▶ Directive 1
Report each line in the rows below that includes the word "reflection".

▶ Given passage
Given these social changes, the financial system will change too. I would be surprised if many of these topics will not feature on your agenda as you chart your course to 2030.

The most material change in the financial system in next decade might well be the continued shifting power balance from large firms to the consumer, with the growing influence of the next generation of financial consumer.

Younger generations of financial consumers are more informed, more sceptical, more agile, more selective and more values-driven than ever before. They have higher expectations of the financial system, both in terms of product offering but also in terms of the conduct of financial firms. While we see a lot of inertia in the financial services market currently, particularly for the most significant financial products (mortgages and insurance), demographic shift may change this, and thus change the marketplace in which you operate.

As Generation Y and Generation Z (Pew Research, 2019) become increasingly influential, providers will need to continue to respond. These generations are willing to shift to alternative providers if their needs are not met. They are reading and contributing to online conversations, leaving reviews, sharing experiences, experimenting with different models of service provision and highlighting errors or inadequate service online. They are willing to embrace innovation which delivers improvements to their customer experience and which delivers uninterrupted service. When buying products, they look through to the values of the provider, both as articulated but also as embodied by actions. These generations have strikingly different expectations to much of your current core membership.

We are all familiar with challenger products and firms which have achieved significant market penetration in a short period of time. They have done so by accurately profiling the needs of potential customers. This has been one catalyst for financial disintermediation. Consumers are increasingly happy to shop around for different aspects of their financial needs. Challengers have brought effective solutions to everyday tasks, with convenience and user experience as key selling points.  Technology has further engaged and empowered many consumers and served to redress some of the information asymmetry in financial services.

In decades past when people spoke about power in the financial sector, they thought of large powerful banks and insurers. Firms are now asking their customers for their trust. The power balance is shifting. Dysfunction and misconduct have impacted on people’s perceptions of the financial system as a whole so we can expect trust to play an increasing role in financial decision-making alongside things like product offering, price and delivery mechanism (EY, 2016).

As a regulator and a supervisor, I see more empowered, more informed, more sceptical financial consumers as positive thing.

Over the next decade also, the climate emergency and diminishing biodiversity will dominate our lives.  As Greta Thunberg has noted to parliamentarians consistently over the last year, unless “permanent and unprecedented changes in all aspects of society have taken place” in the next decade, an irreversible chain reaction will have been set in place (Thunberg, 2019).

The financial sector, including the credit union sector, must play its part.

Before finishing this section, it is worth saying also that financial crises, as we have seen, recur. We have articulated before that there is evidence that this is somewhat attributable to the pro-cyclical approach to regulation. Regulation is often weakened in a damaging way at the top of the cycle, at precisely the moment that it needs to be strongest.  It would be remiss of all actors in the financial system to let memories fade in this respect and roll-back effective regulation.

The role of the credit union

As we move from a transaction-based to a relationship-based economy and growing influence of the consumer, credit unions are ideally positioned to take advantage of this due to the nature of their relationship with members. While others try to form value-based relationships with their increasingly value-seeking customers, you already have this.

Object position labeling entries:
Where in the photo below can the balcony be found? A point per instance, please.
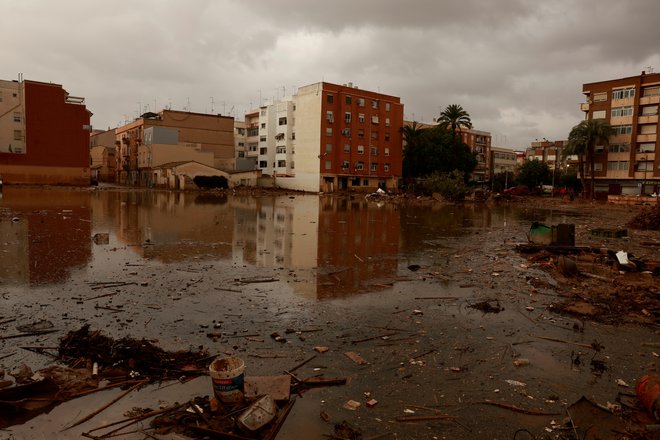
(650, 119)
(646, 137)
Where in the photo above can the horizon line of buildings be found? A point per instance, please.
(325, 137)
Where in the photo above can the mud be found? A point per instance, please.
(184, 276)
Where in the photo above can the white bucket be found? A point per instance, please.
(227, 377)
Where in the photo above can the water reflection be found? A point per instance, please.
(336, 245)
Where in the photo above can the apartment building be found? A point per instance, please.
(480, 145)
(155, 139)
(629, 164)
(44, 134)
(329, 137)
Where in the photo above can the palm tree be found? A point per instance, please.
(411, 137)
(454, 117)
(583, 139)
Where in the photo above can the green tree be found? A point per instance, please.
(533, 173)
(584, 137)
(412, 135)
(454, 117)
(436, 150)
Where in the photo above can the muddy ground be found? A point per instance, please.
(498, 340)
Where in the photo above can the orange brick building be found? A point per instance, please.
(44, 134)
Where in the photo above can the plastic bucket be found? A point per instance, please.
(227, 377)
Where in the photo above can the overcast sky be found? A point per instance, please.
(516, 66)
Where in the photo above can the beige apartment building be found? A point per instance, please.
(155, 139)
(629, 165)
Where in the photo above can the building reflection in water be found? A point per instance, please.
(331, 246)
(51, 237)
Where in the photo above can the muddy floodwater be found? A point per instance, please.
(397, 283)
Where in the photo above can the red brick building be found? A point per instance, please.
(44, 135)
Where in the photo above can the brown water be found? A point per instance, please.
(339, 264)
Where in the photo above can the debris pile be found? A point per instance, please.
(648, 219)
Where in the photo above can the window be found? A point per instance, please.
(622, 129)
(621, 111)
(648, 129)
(649, 110)
(623, 93)
(619, 148)
(621, 165)
(651, 91)
(599, 97)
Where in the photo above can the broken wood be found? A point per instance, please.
(579, 344)
(20, 335)
(425, 418)
(355, 358)
(323, 382)
(372, 338)
(533, 412)
(303, 363)
(106, 406)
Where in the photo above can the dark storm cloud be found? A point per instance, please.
(517, 66)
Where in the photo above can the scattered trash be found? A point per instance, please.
(352, 405)
(355, 358)
(227, 377)
(101, 238)
(258, 415)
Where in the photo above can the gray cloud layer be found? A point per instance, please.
(516, 66)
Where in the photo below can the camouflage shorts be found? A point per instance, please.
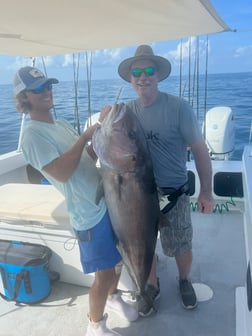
(176, 230)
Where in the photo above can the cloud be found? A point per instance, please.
(187, 49)
(243, 51)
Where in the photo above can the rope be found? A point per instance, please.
(76, 65)
(89, 73)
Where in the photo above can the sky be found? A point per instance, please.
(227, 52)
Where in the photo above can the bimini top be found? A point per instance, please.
(40, 28)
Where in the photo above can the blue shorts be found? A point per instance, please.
(97, 247)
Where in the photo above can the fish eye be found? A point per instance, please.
(132, 134)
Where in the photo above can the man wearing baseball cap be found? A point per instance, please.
(68, 162)
(170, 126)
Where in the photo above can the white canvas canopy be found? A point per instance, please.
(39, 28)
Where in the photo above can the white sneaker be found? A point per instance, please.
(116, 304)
(100, 328)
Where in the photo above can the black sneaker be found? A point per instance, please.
(188, 296)
(145, 308)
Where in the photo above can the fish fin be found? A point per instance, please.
(99, 193)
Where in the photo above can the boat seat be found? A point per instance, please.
(34, 176)
(33, 202)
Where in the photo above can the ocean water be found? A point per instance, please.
(233, 90)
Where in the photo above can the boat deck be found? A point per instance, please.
(219, 264)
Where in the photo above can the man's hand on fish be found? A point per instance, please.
(104, 112)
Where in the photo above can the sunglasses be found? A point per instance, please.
(148, 71)
(41, 88)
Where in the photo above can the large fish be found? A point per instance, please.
(130, 190)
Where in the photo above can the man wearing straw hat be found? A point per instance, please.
(170, 125)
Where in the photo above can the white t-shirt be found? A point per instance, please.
(41, 144)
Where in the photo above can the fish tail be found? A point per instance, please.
(148, 300)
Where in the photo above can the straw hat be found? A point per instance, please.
(145, 52)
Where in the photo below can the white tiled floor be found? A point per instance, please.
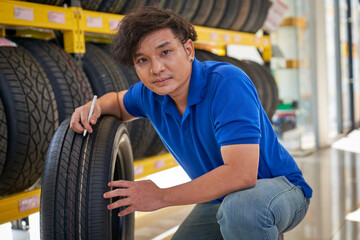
(333, 174)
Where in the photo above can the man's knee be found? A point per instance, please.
(244, 210)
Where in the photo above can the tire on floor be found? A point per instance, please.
(3, 136)
(76, 174)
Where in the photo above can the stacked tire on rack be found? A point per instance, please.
(260, 75)
(237, 15)
(40, 85)
(106, 76)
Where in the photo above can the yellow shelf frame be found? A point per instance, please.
(19, 205)
(76, 22)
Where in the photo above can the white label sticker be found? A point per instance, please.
(29, 203)
(214, 36)
(159, 164)
(95, 22)
(138, 170)
(6, 43)
(114, 24)
(24, 13)
(56, 17)
(226, 37)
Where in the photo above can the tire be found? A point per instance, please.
(190, 9)
(217, 13)
(106, 76)
(262, 15)
(32, 117)
(144, 139)
(243, 65)
(102, 71)
(3, 137)
(76, 174)
(232, 9)
(242, 15)
(203, 12)
(69, 82)
(253, 17)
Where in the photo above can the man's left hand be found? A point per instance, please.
(139, 196)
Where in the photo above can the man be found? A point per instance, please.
(245, 184)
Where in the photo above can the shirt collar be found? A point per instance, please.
(197, 83)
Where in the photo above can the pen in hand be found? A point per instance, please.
(91, 112)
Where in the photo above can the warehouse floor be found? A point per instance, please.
(333, 174)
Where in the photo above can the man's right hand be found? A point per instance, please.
(79, 120)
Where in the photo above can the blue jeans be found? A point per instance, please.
(272, 207)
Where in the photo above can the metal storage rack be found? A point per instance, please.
(76, 24)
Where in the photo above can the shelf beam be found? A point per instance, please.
(19, 205)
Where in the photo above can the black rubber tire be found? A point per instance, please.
(190, 9)
(203, 12)
(232, 9)
(77, 171)
(273, 92)
(217, 13)
(90, 4)
(102, 71)
(69, 82)
(106, 76)
(31, 114)
(262, 77)
(262, 15)
(143, 135)
(3, 136)
(242, 15)
(254, 16)
(248, 69)
(111, 6)
(49, 2)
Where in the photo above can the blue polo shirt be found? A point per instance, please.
(223, 108)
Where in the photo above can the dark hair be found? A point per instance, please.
(137, 24)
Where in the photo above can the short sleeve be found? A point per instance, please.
(235, 109)
(133, 100)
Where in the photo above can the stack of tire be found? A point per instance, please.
(260, 75)
(238, 15)
(105, 76)
(40, 85)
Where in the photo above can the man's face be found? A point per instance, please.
(163, 63)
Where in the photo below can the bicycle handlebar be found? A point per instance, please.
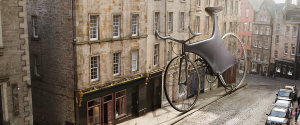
(191, 31)
(168, 37)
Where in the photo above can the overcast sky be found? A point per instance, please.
(282, 1)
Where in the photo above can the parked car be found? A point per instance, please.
(294, 90)
(284, 94)
(277, 121)
(284, 104)
(279, 115)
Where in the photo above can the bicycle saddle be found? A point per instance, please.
(214, 9)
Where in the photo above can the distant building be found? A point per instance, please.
(15, 81)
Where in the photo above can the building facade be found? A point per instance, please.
(245, 33)
(15, 81)
(113, 60)
(261, 40)
(51, 58)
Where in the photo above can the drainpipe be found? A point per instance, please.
(75, 68)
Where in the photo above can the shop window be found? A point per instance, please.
(120, 104)
(94, 111)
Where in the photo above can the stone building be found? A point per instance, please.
(248, 8)
(284, 40)
(101, 63)
(15, 81)
(262, 38)
(51, 57)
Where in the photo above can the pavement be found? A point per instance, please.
(167, 115)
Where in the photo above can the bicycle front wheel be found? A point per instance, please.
(233, 77)
(181, 84)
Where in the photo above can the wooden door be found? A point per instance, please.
(1, 111)
(110, 114)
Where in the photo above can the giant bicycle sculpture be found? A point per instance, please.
(181, 76)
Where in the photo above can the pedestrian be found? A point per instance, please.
(296, 114)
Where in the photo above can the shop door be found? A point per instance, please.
(134, 101)
(108, 114)
(1, 111)
(157, 93)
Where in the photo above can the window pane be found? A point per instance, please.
(119, 94)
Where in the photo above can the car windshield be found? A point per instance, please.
(282, 93)
(277, 114)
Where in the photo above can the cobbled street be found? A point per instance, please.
(247, 106)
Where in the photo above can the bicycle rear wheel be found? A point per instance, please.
(181, 89)
(233, 77)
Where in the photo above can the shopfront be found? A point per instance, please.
(284, 69)
(113, 104)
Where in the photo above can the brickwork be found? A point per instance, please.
(52, 50)
(15, 63)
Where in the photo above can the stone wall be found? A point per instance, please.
(14, 70)
(53, 86)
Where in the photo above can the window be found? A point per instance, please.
(250, 26)
(169, 51)
(287, 31)
(286, 47)
(135, 57)
(253, 67)
(256, 30)
(261, 30)
(230, 27)
(294, 31)
(34, 25)
(120, 103)
(255, 43)
(266, 45)
(197, 2)
(265, 58)
(293, 49)
(182, 21)
(247, 12)
(156, 54)
(94, 68)
(225, 7)
(231, 6)
(197, 24)
(36, 65)
(245, 26)
(243, 39)
(235, 27)
(156, 21)
(116, 26)
(93, 27)
(135, 24)
(224, 30)
(254, 56)
(206, 24)
(236, 7)
(117, 63)
(267, 31)
(249, 40)
(94, 111)
(170, 22)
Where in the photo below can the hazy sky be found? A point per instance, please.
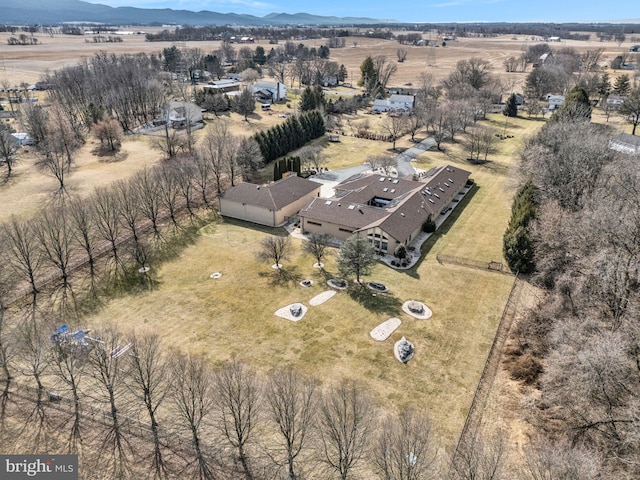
(415, 10)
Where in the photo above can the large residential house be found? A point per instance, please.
(395, 103)
(272, 204)
(388, 211)
(222, 86)
(270, 92)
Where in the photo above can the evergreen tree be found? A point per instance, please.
(604, 86)
(575, 108)
(277, 172)
(342, 74)
(368, 75)
(307, 100)
(511, 107)
(259, 57)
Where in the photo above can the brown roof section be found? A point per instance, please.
(273, 196)
(344, 213)
(411, 202)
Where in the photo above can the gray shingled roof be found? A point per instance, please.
(410, 204)
(273, 196)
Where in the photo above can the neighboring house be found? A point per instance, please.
(223, 86)
(329, 81)
(626, 143)
(519, 99)
(263, 96)
(271, 205)
(181, 114)
(554, 101)
(395, 103)
(277, 90)
(388, 211)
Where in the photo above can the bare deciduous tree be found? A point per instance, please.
(345, 423)
(317, 245)
(149, 381)
(9, 147)
(238, 399)
(213, 150)
(108, 221)
(560, 460)
(274, 248)
(148, 191)
(24, 254)
(55, 237)
(109, 132)
(83, 231)
(193, 397)
(479, 456)
(108, 365)
(395, 126)
(386, 163)
(291, 401)
(405, 448)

▶ Directive 2
Which two products does the passage on credit unions name as the most significant financial products?

▶ Problem solution 1
Where in the photo above can the water reflection be found? A point per instance, please.
Where in the photo above can the building reflection in water be found? A point per instance, please.

▶ Problem solution 2
Mortgages and insurance.